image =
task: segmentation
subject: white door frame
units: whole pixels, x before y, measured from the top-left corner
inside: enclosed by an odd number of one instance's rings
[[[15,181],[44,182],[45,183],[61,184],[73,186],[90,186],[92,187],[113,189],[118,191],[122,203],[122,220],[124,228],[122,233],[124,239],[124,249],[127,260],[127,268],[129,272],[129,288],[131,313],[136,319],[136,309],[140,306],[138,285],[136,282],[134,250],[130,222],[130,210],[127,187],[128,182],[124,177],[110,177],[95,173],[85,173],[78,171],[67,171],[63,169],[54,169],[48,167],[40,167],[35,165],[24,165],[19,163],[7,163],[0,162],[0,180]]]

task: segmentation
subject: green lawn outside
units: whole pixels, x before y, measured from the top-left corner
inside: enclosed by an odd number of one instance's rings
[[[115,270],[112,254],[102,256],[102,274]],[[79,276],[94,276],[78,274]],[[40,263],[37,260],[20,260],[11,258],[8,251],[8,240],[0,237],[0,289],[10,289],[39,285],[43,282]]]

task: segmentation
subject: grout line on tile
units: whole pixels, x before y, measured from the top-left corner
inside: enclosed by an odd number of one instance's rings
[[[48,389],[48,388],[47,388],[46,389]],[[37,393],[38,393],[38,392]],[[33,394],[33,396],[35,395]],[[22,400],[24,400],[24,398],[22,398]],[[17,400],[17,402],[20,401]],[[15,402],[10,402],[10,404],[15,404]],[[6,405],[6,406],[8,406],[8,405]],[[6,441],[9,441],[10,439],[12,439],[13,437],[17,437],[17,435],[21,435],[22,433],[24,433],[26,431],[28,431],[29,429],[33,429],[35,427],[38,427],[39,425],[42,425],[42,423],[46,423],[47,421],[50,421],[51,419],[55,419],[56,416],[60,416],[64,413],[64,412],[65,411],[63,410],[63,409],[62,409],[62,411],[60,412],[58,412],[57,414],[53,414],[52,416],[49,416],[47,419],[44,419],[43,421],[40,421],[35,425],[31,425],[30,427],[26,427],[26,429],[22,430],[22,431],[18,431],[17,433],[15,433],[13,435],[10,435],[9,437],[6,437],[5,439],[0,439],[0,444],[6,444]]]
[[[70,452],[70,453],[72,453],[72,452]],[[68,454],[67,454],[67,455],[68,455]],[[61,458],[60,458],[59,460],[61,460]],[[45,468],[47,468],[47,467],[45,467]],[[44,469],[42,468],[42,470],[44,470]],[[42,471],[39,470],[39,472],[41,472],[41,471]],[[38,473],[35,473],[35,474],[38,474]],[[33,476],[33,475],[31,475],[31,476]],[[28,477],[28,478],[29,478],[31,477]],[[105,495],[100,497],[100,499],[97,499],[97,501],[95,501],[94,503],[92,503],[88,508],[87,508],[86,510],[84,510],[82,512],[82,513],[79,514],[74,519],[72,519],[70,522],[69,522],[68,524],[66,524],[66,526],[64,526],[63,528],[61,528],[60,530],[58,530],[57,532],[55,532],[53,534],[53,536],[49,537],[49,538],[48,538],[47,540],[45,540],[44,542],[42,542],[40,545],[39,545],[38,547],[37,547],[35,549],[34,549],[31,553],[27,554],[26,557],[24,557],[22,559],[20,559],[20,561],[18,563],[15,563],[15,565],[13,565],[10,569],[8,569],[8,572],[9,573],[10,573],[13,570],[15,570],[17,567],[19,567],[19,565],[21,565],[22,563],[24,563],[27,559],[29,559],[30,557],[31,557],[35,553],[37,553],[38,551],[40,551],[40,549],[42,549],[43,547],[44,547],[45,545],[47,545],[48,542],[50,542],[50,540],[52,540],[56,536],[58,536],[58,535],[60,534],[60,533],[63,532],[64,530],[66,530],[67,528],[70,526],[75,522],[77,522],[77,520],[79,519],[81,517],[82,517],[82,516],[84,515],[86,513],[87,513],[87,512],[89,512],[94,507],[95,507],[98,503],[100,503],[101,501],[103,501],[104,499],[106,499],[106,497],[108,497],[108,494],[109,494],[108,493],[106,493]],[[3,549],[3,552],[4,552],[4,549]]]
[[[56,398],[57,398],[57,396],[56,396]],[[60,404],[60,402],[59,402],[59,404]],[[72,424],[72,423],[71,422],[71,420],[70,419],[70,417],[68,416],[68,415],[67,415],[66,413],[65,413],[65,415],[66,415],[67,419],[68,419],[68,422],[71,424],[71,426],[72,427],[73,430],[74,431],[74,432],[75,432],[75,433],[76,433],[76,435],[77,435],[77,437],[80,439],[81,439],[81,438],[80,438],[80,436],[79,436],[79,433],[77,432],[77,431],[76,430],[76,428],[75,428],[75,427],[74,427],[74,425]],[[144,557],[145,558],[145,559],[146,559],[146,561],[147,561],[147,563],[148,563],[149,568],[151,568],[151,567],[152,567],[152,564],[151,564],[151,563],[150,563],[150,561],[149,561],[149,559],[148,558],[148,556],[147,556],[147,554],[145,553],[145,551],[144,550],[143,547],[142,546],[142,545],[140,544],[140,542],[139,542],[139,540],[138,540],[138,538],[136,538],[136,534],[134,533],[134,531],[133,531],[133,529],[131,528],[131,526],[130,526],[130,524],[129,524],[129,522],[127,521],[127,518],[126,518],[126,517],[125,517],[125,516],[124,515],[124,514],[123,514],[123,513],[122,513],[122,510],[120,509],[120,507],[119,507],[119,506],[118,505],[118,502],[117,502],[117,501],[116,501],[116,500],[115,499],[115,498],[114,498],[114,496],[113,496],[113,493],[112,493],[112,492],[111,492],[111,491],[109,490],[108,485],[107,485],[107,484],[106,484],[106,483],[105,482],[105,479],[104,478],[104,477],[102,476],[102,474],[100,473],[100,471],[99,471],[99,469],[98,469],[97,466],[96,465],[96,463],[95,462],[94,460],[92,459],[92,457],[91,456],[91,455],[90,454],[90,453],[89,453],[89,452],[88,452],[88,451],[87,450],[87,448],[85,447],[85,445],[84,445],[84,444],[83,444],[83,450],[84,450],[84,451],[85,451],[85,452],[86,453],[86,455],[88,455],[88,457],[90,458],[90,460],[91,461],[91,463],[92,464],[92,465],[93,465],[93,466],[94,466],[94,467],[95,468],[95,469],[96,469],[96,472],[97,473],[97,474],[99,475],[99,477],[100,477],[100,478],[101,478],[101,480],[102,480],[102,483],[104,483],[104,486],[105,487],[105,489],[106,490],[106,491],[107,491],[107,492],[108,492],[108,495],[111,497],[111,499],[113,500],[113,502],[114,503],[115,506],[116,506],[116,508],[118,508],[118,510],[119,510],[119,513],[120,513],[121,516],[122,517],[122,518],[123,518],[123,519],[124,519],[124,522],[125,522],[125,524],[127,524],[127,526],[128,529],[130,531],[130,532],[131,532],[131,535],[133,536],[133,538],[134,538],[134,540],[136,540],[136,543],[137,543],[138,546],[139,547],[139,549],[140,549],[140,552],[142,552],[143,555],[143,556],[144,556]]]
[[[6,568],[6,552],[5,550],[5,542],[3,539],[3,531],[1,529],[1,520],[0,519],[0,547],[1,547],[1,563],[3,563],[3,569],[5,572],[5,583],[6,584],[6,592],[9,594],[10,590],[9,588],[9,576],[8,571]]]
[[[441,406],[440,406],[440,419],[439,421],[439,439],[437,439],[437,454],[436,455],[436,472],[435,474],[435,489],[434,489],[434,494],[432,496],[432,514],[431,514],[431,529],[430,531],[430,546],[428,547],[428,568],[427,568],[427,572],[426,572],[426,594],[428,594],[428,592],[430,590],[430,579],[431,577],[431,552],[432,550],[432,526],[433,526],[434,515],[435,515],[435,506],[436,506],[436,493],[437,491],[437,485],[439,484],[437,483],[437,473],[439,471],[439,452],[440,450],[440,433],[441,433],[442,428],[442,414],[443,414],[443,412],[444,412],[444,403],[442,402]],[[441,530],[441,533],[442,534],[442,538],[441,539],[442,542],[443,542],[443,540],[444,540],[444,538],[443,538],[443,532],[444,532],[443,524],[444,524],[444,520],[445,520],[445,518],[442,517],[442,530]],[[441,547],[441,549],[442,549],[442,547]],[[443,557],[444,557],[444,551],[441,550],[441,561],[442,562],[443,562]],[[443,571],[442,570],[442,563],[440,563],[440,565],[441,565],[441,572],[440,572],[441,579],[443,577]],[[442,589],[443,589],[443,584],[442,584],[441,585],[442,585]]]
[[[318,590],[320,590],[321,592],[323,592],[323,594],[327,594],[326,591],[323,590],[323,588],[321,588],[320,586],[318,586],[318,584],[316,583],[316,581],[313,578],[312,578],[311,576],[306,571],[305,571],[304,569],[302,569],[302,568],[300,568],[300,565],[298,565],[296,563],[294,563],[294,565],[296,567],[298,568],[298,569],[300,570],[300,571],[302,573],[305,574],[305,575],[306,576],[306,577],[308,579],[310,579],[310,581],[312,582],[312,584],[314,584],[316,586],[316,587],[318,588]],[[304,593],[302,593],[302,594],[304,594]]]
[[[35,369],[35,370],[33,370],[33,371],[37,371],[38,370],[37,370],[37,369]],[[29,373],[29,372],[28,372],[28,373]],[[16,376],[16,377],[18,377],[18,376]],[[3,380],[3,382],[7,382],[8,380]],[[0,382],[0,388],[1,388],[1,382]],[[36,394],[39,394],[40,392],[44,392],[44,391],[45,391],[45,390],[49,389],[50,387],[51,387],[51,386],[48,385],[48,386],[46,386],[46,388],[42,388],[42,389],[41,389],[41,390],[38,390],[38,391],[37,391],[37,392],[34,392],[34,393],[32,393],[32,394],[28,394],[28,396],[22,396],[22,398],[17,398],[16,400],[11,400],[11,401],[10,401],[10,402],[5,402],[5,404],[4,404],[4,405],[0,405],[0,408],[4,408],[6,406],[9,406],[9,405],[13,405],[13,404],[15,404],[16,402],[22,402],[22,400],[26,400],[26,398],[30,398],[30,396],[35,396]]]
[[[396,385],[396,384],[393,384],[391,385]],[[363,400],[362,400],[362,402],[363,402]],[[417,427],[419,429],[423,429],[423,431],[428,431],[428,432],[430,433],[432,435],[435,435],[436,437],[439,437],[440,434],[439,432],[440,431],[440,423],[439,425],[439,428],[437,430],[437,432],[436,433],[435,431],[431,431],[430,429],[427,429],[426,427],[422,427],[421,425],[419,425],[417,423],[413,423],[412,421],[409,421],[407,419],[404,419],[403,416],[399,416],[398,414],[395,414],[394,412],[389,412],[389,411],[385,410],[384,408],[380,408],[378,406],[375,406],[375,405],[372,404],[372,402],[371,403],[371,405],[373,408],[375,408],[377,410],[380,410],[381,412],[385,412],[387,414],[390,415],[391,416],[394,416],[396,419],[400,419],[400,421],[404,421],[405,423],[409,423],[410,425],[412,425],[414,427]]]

***

▸ **Work instructions**
List every line of the data above that contains the string "subject", treating uppercase and lowercase letters as distinct.

▸ **Solution to this problem**
subject: white door frame
subject: green lawn outside
subject: grout line on tile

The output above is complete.